— Problem to work on —
Without pictures, return the lines from the one containing "Expected behaviour: a marker sits on the mother's nose, one" through the last line of the data below, exactly.

- - -

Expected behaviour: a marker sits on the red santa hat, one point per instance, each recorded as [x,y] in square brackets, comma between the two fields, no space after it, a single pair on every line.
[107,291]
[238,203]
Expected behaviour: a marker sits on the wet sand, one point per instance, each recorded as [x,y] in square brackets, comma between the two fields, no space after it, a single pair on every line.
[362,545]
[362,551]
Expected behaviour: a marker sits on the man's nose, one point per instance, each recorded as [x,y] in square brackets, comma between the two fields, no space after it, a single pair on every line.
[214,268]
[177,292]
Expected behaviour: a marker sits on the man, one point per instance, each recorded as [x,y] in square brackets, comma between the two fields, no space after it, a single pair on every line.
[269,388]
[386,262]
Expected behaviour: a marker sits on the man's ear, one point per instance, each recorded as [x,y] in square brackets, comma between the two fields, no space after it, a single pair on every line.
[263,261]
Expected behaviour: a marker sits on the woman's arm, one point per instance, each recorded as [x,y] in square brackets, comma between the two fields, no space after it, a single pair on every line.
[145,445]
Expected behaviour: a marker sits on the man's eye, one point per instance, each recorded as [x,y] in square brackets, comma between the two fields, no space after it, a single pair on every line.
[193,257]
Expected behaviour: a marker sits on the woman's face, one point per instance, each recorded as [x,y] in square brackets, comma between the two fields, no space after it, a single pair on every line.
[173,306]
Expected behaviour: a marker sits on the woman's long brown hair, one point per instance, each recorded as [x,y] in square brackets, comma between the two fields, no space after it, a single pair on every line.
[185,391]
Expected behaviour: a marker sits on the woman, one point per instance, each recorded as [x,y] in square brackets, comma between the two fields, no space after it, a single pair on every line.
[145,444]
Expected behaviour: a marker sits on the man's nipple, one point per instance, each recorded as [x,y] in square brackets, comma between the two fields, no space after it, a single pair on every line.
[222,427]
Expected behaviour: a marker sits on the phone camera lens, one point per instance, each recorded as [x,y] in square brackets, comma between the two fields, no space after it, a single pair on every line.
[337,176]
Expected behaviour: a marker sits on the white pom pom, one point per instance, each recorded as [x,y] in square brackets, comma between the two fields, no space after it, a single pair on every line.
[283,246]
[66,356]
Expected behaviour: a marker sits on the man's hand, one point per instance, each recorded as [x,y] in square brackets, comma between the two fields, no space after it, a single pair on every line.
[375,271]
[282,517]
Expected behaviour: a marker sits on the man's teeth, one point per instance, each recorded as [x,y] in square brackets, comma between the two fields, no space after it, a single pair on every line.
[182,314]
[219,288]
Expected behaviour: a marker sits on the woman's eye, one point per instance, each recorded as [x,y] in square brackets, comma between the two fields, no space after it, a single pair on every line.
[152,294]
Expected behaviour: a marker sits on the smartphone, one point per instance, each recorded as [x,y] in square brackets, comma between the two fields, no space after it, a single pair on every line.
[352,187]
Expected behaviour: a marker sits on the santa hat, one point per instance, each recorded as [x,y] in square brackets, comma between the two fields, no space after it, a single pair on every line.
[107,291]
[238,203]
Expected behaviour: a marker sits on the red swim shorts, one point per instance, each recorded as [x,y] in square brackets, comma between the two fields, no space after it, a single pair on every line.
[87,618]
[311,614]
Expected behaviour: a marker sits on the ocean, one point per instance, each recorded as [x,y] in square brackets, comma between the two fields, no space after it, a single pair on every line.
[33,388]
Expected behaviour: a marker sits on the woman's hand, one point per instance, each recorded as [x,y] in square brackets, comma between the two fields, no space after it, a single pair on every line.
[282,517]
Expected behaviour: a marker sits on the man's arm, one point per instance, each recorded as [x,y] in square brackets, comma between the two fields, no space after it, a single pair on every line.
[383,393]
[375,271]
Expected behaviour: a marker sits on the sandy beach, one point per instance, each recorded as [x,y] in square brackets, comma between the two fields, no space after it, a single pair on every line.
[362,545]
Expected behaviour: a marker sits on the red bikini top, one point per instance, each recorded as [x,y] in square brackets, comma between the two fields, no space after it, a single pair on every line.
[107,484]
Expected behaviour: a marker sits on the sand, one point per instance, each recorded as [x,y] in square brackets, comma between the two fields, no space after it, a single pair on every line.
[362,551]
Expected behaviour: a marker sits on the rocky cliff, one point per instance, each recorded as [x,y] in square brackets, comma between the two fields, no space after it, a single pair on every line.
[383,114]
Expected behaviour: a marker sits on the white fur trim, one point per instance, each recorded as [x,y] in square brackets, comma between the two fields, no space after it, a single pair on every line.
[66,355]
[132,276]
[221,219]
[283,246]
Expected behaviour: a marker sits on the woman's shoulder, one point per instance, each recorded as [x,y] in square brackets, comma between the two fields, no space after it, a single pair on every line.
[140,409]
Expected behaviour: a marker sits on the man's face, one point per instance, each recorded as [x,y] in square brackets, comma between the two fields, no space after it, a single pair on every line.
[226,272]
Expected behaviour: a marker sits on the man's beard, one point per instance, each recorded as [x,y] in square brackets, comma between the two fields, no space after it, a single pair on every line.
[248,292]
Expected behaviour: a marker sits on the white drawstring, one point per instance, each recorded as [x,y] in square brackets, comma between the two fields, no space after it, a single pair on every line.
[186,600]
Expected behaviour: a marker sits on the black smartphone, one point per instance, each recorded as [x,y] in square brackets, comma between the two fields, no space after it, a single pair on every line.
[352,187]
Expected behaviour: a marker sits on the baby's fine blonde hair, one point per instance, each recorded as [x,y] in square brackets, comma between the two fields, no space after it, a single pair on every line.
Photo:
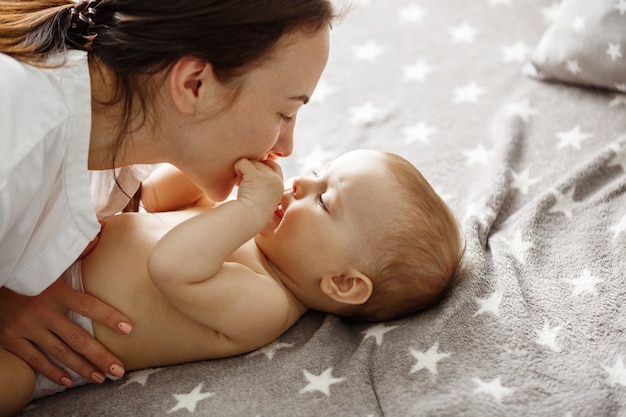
[418,255]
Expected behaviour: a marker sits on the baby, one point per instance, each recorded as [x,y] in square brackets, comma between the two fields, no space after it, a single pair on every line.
[367,238]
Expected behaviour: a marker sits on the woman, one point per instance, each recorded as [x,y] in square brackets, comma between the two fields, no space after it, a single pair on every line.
[108,85]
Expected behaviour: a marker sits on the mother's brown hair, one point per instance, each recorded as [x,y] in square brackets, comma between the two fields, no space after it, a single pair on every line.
[138,38]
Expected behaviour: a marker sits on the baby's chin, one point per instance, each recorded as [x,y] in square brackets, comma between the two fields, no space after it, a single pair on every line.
[223,190]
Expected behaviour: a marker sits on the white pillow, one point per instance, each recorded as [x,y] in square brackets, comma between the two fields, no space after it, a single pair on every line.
[586,45]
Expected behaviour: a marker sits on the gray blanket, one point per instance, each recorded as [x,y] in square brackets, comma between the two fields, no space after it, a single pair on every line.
[536,173]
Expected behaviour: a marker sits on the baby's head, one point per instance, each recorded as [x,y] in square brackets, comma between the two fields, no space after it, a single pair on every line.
[417,257]
[366,238]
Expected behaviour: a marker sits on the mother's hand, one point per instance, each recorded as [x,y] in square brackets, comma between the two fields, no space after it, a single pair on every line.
[41,320]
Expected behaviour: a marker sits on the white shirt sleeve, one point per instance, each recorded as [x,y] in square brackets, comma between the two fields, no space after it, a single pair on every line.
[46,213]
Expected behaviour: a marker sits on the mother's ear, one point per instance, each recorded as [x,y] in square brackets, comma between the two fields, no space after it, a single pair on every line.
[353,288]
[191,79]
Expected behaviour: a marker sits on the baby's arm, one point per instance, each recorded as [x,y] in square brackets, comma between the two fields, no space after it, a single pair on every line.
[168,189]
[189,264]
[17,382]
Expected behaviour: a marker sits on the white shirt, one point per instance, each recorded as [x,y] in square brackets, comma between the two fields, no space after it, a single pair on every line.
[47,214]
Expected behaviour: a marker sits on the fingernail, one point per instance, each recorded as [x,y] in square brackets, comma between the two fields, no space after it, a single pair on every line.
[97,377]
[116,370]
[124,327]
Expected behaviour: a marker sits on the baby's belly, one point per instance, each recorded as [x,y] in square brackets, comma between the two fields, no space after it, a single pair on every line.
[116,272]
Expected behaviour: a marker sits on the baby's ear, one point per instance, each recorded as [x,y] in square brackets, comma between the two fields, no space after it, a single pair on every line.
[353,288]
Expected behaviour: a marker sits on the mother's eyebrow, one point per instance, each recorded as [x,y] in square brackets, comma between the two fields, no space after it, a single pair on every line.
[303,98]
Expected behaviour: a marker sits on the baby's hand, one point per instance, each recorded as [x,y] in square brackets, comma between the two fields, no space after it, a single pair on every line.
[261,184]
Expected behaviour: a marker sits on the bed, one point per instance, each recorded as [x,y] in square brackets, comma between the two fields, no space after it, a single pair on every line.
[515,111]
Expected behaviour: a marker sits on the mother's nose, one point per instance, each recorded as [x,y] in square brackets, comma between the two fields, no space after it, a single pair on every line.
[284,144]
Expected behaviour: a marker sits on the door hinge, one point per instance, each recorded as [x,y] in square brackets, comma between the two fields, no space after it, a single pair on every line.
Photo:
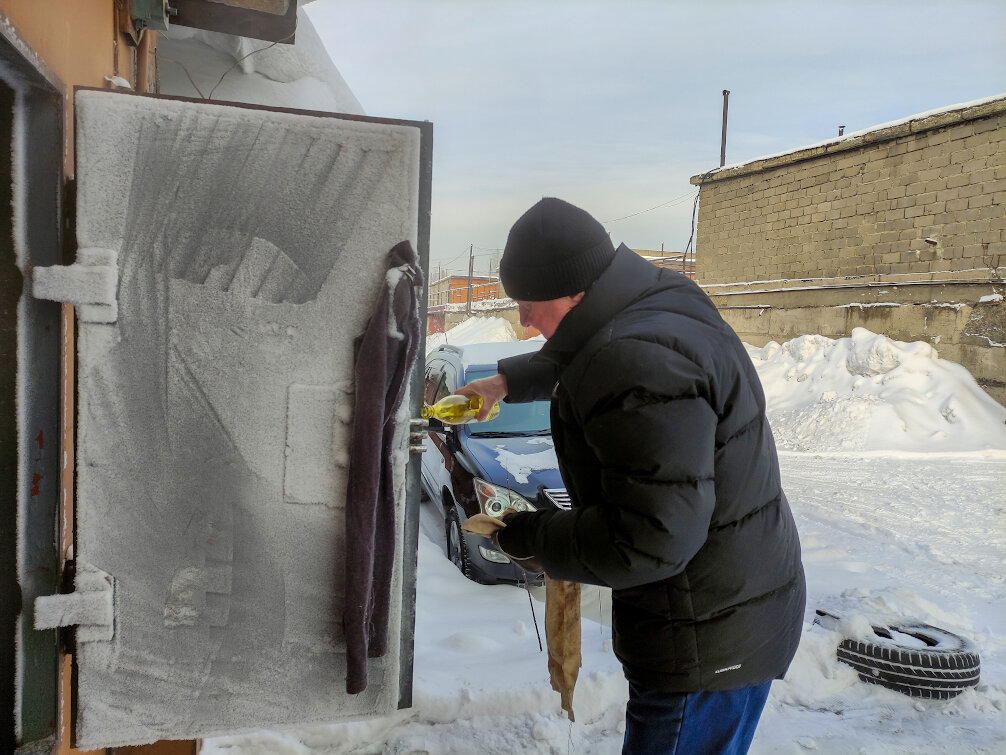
[90,607]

- - -

— Answer to this exercise —
Expected behaviour: a marker sits on the mother's nose, one point per instance, each recorded as [x,y] in square brackets, comma between the two fields, no space after it, a single pair on every line.
[284,144]
Expected behaviour: a marker sits on the door hinge, one point per instance, each recorded as [x,y] in square brackets, comma between the two fields, no space after it, a single pair on every line.
Photo:
[90,607]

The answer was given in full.